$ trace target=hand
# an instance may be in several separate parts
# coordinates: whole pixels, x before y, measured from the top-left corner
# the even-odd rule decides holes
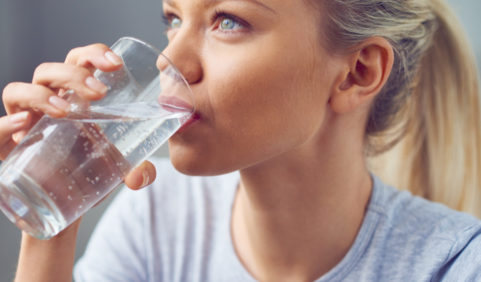
[[[4,90],[8,116],[0,118],[0,159],[3,160],[44,114],[54,118],[67,116],[69,104],[59,97],[73,90],[85,100],[102,99],[107,88],[96,80],[90,70],[104,72],[121,68],[122,61],[107,46],[95,44],[74,49],[65,63],[42,64],[35,70],[32,83],[13,83]],[[155,178],[153,165],[144,162],[125,179],[134,190]],[[23,232],[16,281],[71,281],[79,219],[49,241]]]
[[[65,63],[42,64],[36,69],[32,83],[7,85],[3,99],[8,115],[0,118],[0,159],[7,157],[44,113],[57,118],[67,116],[70,106],[59,94],[72,89],[85,100],[99,100],[108,88],[94,78],[90,70],[111,72],[122,64],[106,46],[94,44],[72,50]],[[146,161],[124,181],[128,187],[138,190],[153,182],[155,176],[153,165]]]

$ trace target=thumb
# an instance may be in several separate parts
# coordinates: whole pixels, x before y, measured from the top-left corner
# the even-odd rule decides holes
[[[124,181],[130,189],[139,190],[154,182],[156,175],[154,165],[146,161],[127,175]]]

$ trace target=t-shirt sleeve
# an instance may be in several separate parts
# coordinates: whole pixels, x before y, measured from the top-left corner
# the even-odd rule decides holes
[[[432,281],[481,281],[481,226],[465,231],[451,249],[450,257]]]
[[[75,265],[76,282],[147,281],[144,190],[124,187],[111,203]]]

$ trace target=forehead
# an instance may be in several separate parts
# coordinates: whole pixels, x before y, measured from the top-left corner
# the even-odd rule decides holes
[[[281,13],[283,10],[291,12],[296,11],[302,5],[305,7],[305,4],[311,3],[310,0],[162,0],[162,2],[169,6],[180,8],[180,6],[188,5],[191,6],[209,7],[215,6],[223,3],[229,4],[248,4],[255,6],[260,10],[266,11],[273,14]],[[312,7],[311,7],[312,8]]]

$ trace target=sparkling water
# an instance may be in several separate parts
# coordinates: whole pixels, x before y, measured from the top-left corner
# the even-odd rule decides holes
[[[10,184],[0,189],[0,208],[40,238],[75,221],[158,149],[190,113],[137,104],[92,107],[68,119],[42,118],[12,152],[14,157],[2,164],[0,183]]]

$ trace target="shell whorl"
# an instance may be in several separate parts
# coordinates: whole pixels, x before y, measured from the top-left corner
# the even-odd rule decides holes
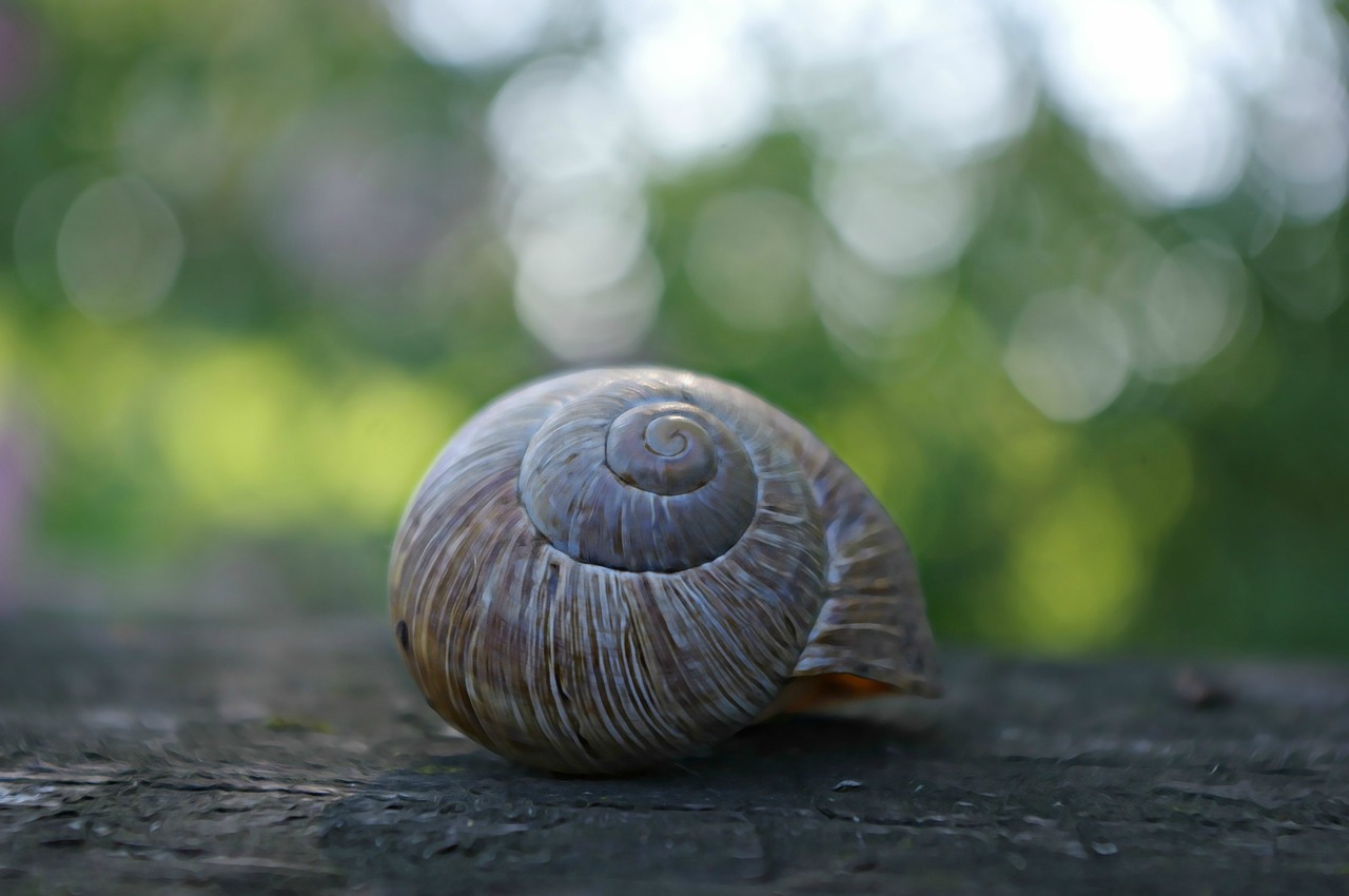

GIVEN REQUEST:
Format every line of the rows above as a numbered list, skipping blank lines and leaving the pictures out.

COMPLETED EXERCISE:
1. $ trace target=hand
2. # an instance may be in several separate parts
3. # coordinates: whole pixels, x before y, measured from the top-left corner
4. # the even-odd rule decides holes
5. [[[4,90],[8,116],[0,118],[0,159],[3,160],[44,114],[54,118],[67,116],[69,104],[59,97],[73,90],[85,100],[102,99],[107,88],[96,80],[90,70],[104,72],[121,68],[122,61],[107,46],[95,44],[74,49],[65,63],[42,64],[35,70],[32,83],[13,83]],[[155,178],[153,165],[144,162],[125,179],[134,190]],[[23,232],[16,281],[71,281],[79,219],[49,241]]]
6. [[[65,63],[42,64],[36,69],[32,83],[7,85],[3,99],[8,115],[0,118],[0,159],[7,157],[44,113],[57,118],[67,116],[70,106],[59,94],[72,89],[85,100],[99,100],[108,88],[94,78],[90,70],[111,72],[122,64],[106,46],[94,44],[72,50]],[[146,161],[124,181],[128,187],[138,190],[153,182],[155,176],[153,165]]]
7. $ trace target=thumb
8. # an instance may be in several separate parts
9. # coordinates: whole pixels, x before y, measured from the top-left corner
10. # the even-odd rule decides holes
11. [[[124,181],[130,189],[139,190],[154,182],[156,175],[154,165],[146,161],[127,175]]]
12. $ trace target=t-shirt sleeve
13. # an instance may be in several separate parts
14. # coordinates: whole pixels, x before y, measured from the top-left corner
15. # the even-odd rule decides holes
16. [[[432,281],[481,281],[481,226],[465,231],[451,249],[450,257]]]
17. [[[75,265],[76,282],[147,281],[144,190],[124,187],[111,203]]]
18. $ trace target=forehead
19. # an instance may be in several separate parts
20. # coordinates: whole pixels, x before y, measured from the top-left corner
21. # the even-odd rule decides holes
22. [[[281,13],[283,10],[291,12],[296,11],[302,5],[305,7],[305,4],[311,3],[310,0],[162,0],[162,2],[169,6],[180,8],[180,6],[188,5],[191,6],[209,7],[215,6],[223,3],[229,4],[248,4],[255,6],[260,10],[266,11],[273,14]],[[312,7],[311,7],[312,8]]]
23. $ trace target=sparkling water
24. # an instance may be in several separate parts
25. # coordinates: whole pixels, x before y, measured from the top-left corner
26. # the even-odd rule decides holes
27. [[[10,184],[0,189],[0,208],[40,238],[75,221],[158,149],[190,113],[137,104],[92,107],[68,119],[42,118],[12,152],[14,157],[2,164],[0,183]]]
28. $ trace target="shell whorl"
29. # an instance may be in several separate parts
30. # coordinates: whole pixels, x before y, measured from the top-left corner
31. # the even-odd rule decides holes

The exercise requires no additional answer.